## Extract provided

Spark Docker support: avoid need for looking up username in /etc/passwd

chapmanb commented 6 years ago

Hi all; I'm running into an issue when running GATK Spark based tools inside of Docker containers. Spark tries to look up the current username as part of initialization:

https://github.com/jaceklaskowski/mastering-apache-spark-book/blob/master/spark-sparkcontext-creating-instance-internals.adoc#-utilsgetcurrentusername

while fails in Docker container where the user ID is not present in /etc/passwd. This SO thread has a pretty good summary of the problem along with some hacky work arounds:

https://stackoverflow.com/questions/45198252/apache-spark-standalone-for-anonymous-uid-without-user-name

Is it possible to avoid needing Spark to login via username? Do you have any other tips/clues to work around this issue when running GATK Spark inside of container environments?

droazen commented 6 years ago

@chapmanb We haven't encountered this issue before, since we always run as root in our docker containers, which is conveniently always present in /etc/passwd. Is sudoing to root an option for you, or do you need to run as another user within your container? Are you using the official GATK docker image from https://hub.docker.com/r/broadinstitute/gatk/, or your own?

chapmanb commented 6 years ago

Thanks much for this. Unfortunately running as root isn't an option since external CWL runners (like bunny, Toil, cwltool and hopefully Cromwell soon) make the decisions about the username to use and will try to mirror the runner with the external user to match user permissions on the output files. Also people trust it more when you're not trying to run as root (hence, not wanting to mess with /etc/passwd in the Docker container for fix Spark as well).

This was using the bcbio-vc Docker image (https://github.com/bcbio/bcbio_docker#docker-images) with gatk installed via bioconda, but I don't think is image specific unless you're specifically doing something in your images to work around the problem which is doesn't sound like.

## Given request A
Do these statements agree with the thread above? Answer yes or no for each and quote the deciding words. (i) The person who replied first says their team always runs as root in its docker containers. (ii) The person who raised the problem was using the official GATK docker image. (iii) External CWL runners decide which username gets used.

## Listed records
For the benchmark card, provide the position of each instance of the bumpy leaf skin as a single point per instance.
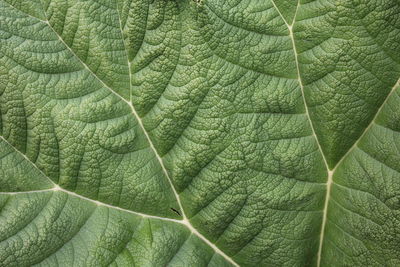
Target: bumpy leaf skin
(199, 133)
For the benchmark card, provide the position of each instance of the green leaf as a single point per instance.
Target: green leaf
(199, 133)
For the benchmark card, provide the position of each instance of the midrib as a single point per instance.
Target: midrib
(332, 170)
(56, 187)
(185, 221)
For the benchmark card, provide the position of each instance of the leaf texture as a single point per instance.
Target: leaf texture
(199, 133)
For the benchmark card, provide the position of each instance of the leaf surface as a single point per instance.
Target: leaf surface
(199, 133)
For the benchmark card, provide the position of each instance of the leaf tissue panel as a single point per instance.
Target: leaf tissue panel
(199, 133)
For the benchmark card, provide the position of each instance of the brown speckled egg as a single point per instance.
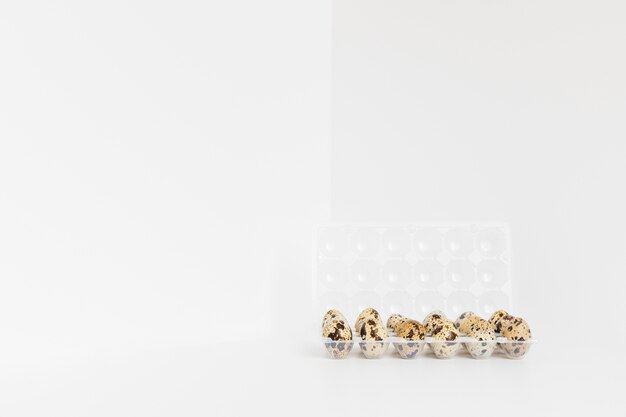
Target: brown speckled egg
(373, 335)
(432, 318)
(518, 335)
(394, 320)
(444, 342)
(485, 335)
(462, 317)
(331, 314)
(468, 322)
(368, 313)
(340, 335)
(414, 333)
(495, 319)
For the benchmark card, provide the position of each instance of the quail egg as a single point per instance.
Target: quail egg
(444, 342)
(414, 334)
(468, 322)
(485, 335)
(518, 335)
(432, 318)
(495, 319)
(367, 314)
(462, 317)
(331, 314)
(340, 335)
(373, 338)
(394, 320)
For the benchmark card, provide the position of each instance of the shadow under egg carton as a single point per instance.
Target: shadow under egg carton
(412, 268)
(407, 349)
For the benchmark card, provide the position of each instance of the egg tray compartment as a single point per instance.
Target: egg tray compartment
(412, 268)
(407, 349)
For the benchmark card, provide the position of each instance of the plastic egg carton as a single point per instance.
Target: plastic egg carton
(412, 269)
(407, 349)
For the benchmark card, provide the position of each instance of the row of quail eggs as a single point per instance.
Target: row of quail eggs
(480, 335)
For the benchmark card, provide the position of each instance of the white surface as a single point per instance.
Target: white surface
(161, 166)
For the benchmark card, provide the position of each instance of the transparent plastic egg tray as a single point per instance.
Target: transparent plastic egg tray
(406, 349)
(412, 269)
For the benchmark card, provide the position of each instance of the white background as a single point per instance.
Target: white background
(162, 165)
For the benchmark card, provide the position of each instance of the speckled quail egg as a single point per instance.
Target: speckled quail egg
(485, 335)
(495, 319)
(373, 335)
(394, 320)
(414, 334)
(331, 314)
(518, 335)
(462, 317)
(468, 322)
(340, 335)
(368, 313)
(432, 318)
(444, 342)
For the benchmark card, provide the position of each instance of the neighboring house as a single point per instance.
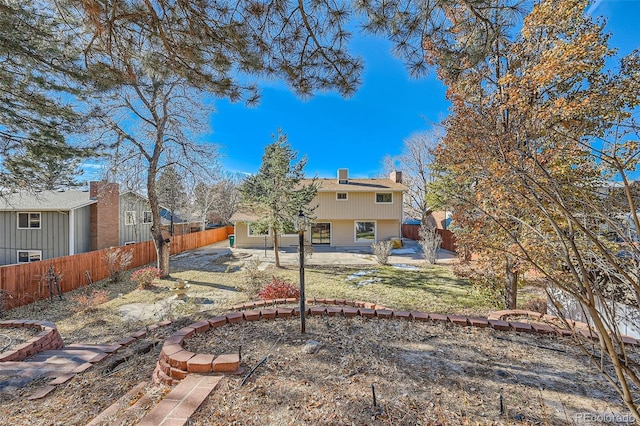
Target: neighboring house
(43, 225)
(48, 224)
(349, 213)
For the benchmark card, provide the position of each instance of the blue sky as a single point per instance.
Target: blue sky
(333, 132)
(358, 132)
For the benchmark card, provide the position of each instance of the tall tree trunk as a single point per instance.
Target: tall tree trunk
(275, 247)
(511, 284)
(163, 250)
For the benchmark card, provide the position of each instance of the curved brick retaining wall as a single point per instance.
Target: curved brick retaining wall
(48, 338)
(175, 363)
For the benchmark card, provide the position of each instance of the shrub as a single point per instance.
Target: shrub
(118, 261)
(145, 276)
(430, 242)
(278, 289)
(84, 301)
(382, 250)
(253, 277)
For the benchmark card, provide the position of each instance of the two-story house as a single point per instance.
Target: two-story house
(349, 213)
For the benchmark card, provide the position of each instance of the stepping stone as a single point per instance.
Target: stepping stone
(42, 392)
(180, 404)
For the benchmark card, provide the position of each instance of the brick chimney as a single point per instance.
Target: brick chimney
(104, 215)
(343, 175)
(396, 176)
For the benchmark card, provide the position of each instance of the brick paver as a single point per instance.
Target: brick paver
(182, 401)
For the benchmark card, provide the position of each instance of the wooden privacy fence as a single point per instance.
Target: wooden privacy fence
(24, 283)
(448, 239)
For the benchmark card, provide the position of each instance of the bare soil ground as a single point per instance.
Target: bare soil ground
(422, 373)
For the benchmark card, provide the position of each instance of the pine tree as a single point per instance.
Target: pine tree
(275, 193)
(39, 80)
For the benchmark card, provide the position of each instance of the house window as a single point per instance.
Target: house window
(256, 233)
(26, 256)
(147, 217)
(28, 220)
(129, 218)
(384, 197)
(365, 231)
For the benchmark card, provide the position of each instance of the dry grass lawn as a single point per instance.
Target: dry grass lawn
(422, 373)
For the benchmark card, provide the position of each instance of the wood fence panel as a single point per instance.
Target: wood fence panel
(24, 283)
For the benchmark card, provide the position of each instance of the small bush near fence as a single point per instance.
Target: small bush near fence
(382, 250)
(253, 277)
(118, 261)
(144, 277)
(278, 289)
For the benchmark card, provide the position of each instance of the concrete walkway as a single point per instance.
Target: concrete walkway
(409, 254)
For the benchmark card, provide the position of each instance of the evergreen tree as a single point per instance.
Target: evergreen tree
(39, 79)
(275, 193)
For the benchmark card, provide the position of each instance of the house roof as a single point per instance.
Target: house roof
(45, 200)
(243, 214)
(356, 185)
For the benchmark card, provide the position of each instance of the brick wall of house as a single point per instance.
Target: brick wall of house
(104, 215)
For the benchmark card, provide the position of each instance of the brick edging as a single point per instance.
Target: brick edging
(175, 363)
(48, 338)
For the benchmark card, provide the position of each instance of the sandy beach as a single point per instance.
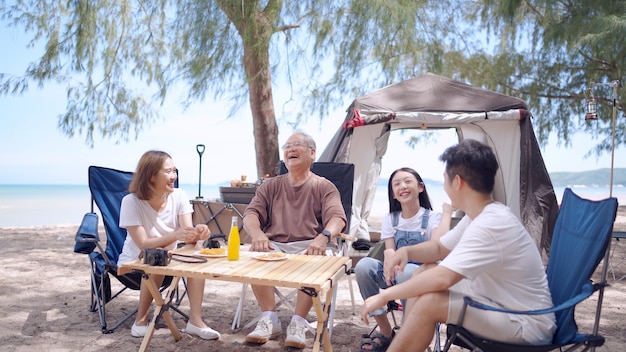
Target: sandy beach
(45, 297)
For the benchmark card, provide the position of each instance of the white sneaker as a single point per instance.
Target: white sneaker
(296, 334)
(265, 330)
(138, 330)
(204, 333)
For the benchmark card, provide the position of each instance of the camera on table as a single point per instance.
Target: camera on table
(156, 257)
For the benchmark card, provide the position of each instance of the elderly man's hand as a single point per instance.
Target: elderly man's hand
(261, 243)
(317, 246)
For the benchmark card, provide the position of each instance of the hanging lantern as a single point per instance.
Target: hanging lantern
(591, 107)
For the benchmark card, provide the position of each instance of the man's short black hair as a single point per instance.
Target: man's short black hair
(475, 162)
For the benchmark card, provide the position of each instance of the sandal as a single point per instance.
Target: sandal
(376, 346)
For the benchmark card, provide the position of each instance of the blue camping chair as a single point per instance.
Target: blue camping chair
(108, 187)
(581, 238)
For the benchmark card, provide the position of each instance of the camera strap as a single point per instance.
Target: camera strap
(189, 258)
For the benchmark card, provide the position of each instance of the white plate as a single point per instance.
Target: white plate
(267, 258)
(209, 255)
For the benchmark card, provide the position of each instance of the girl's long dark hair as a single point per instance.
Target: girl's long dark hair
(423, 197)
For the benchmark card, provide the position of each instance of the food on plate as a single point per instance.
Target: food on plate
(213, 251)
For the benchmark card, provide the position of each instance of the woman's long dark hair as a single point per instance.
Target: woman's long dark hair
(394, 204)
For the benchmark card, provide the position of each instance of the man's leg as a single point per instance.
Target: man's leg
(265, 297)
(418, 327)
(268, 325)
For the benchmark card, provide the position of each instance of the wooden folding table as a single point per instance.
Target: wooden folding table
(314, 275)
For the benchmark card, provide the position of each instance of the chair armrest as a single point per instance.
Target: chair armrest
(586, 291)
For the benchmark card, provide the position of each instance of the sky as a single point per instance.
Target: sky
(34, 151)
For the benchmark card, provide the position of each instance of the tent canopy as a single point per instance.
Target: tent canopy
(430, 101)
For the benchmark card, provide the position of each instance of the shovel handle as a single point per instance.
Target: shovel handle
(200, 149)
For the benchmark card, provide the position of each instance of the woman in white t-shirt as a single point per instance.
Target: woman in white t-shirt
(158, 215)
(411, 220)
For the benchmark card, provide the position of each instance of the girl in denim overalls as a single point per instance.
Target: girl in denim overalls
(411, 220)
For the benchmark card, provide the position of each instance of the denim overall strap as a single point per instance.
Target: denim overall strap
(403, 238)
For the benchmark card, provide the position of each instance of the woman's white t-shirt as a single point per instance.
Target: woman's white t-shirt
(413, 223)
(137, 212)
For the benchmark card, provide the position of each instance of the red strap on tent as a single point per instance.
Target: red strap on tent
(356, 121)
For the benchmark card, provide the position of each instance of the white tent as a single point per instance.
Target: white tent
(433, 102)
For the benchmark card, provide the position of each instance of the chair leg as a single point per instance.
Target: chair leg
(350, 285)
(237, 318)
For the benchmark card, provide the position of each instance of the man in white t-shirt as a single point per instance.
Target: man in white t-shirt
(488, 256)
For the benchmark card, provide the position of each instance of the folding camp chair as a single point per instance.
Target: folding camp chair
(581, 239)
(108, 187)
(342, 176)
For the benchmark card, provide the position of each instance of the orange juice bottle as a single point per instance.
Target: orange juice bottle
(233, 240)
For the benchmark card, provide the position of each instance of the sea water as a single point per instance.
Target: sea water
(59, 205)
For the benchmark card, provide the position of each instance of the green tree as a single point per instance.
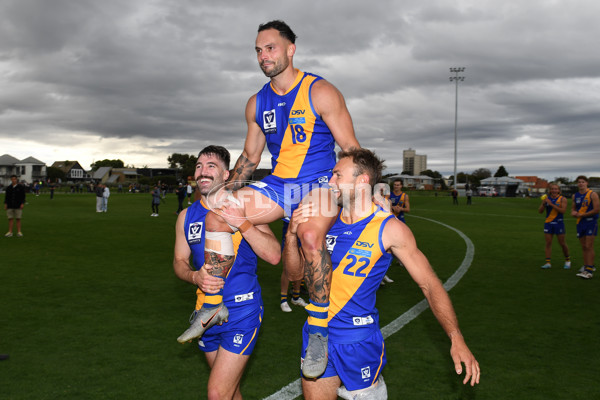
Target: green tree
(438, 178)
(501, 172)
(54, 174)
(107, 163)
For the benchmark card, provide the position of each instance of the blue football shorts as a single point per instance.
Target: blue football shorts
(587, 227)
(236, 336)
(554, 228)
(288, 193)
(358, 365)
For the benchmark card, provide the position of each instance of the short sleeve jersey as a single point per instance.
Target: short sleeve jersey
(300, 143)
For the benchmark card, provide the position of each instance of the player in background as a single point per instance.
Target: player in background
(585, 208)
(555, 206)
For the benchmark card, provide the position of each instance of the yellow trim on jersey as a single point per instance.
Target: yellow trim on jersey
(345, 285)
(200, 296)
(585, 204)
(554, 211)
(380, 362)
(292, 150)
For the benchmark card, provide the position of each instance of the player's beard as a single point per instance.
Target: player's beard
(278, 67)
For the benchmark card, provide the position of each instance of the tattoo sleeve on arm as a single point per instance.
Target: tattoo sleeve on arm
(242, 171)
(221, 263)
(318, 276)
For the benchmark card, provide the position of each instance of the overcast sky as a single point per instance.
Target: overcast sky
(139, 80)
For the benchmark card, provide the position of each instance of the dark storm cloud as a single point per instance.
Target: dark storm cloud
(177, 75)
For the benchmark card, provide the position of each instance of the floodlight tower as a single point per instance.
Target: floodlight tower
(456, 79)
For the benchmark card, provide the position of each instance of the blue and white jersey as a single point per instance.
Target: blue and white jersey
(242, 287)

## Given request B
Which lines of the entries contain the word "edging"? Pick out and copy each one, treating uppercase and lowercase as different.

## Complete answer A
(i) Yes: "we always run as root in our docker containers"
(ii) No: "This was using the bcbio-vc Docker image"
(iii) Yes: "external CWL runners (like bunny, Toil, cwltool and hopefully Cromwell soon) make the decisions about the username to use"

## Complete answer B
For the benchmark card, provide the position of each instance of the brick edging as a single point per instance.
Target: brick edging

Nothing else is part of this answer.